[Date Prev][Date Next][Subject Prev][Subject Next][ Date Index][ Subject Index]

Re: New XYENC 1/13/09 release



Harry Binswanger wrote on Tue, 20 Jan 2009 22:15:52 -0500
>Wally,

>I have a couple of questions [about XYENC/XYDEC] to which
>you must have obvious answers.

>1. Why are underlines used instead of spaces?

A basic rule of the XYDEC program is that you can add whitespace (blanks,
tabs, CRLFs) willy-nilly to its XYENC encoded input file without affecting
the decode back to the original. The XYENC encoder doesn't itself actually
add whitespace, but the provision for allowing whitespace is what allows
the user to do so, and allows for XPL programs like QDF1.PM to do so, to
"format" the material and make it more readable, if and when that is
desired.

In getting back to the original, XYDEC then throws away blanks and other
white space, also willy nilly. But blanks are generally significant in XPL
programs, so XYDEC must preserve exactly those blanks THAT WERE IN THE
ORIGINAL. So whitespace that was in the original has to be translated to
something other than blanks, to differentiate it from blanks that the
users might have added to the encoded file for formatting purpose.
Underscore is I think the best character to use for that translation, to
allow the user to be able to see where there actually were spaces in the
original. Generally, there aren't many blanks in XPL code, so the
underscores aren't that hard to digest.

>2. Why is ;*; encoded to something other than ;*; and,
>given that it is encoded, why to: ',*','^

Well firstly, you should understand that XYENC doesn't "understand" and
encode sequences like ";*;" -- it only encodes individual characters. So
it doesn't encode "the sequence" at all. XYENC encodes individual
"characters" in a uniform way regardless of context. (By "characters" in
the preceding, I'm also including the 3 byte encodings that XyWrite treats
as single characters.)

(Almost) any character in XyWrite XPL can be either 1 byte encoded or 3
byte encoded, and the way a character is encoded in an XPL program can
make a difference in what the XPL program does. In encoding, XYENC must do
away with all 3 byte encodings, because they're not ASCII, and because
they're not useable or acceptable ANYWHERE except inside XyWrite.

Conceptually, XYENC deals with that by simply translating all 3 byte
encodings in its input to the 1 byte representation of the same character.
But in order to get the 3 byte version back during decode, XYENC has to
"mark" the characters in the encoded file that were originally 3 byte
encodings. This allows XYDEC to convert them back to 3 byte encodings
during decode.

The way that XYENC "marks" bytes that were originally encoded as three
bytes is to precede them in the encoded file with a ":" character (if they
were originally the old fashioned XyWrite III+ 3 byte encodings), or a ";"
character (if they were encoded as 3 byte XyWrite IV "red pseudo-wildcard"

REQUESTS:
**a)** Reproduce the XYENC reply from "(Almost) any character" to "during decode.", word for word.
**b)** Write the next part of the message about XYENC and XYDEC encoding, continuing on from its final sentence.

RAW DATA:
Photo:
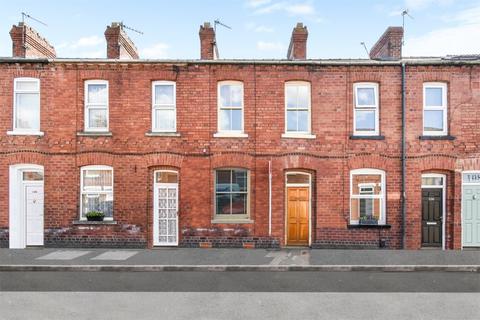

ANSWER LIST:
**a)**
(Almost) any character in XyWrite XPL can be either 1 byte encoded or 3
byte encoded, and the way a character is encoded in an XPL program can
make a difference in what the XPL program does. In encoding, XYENC must do
away with all 3 byte encodings, because they're not ASCII, and because
they're not useable or acceptable ANYWHERE except inside XyWrite.

Conceptually, XYENC deals with that by simply translating all 3 byte
encodings in its input to the 1 byte representation of the same character.
But in order to get the 3 byte version back during decode, XYENC has to
"mark" the characters in the encoded file that were originally 3 byte
encodings. This allows XYDEC to convert them back to 3 byte encodings
during decode.

**b)**
characters). Hence, XYENC can no longer allow actual ":" or ";" characters
in the original text to simply be passed through during encoding. If it
allowed them to pass through at encode time, it would have no way at
decode time to tell which ":"'s and ";"'s were "real" ":"'s
and ";"'s, vs.
which ":"'s and ";"'s were generated by the 3 byte encode "marking"
strategy.

So XYENC has to translate "real" ":" and ";" input characters to
something
else. There aren't any free characters to use, so a multibyte sequence has
to be used. For ";", that sequence just happens to be "',", which is
visually about as close to ";" as I could get.

Keep in mind that, although XYDEC will translate a "'," (quote, comma)
sequence back to a ";" (semicolon), there are other encodings that it will
also translate back to a semicolon. One of those encodings is a XyWrite 3
byte encoded semicolon. So, IF THE ENVIRONMENT WHERE THE TRANSLATION IS TO
BE VIEWED IS KNOWN TO BE LIMITED TO XYWRITE, you can use things like the
QDF2.PM XPL program to translate "'," pairs to XyWrite 3 byte encoded ";"
characters, without affecting the ability to decode back to the original.
The same is true for various other translations. Doing so does away with
most of the VISUAL differences of this kind, between an encoded file and
the original.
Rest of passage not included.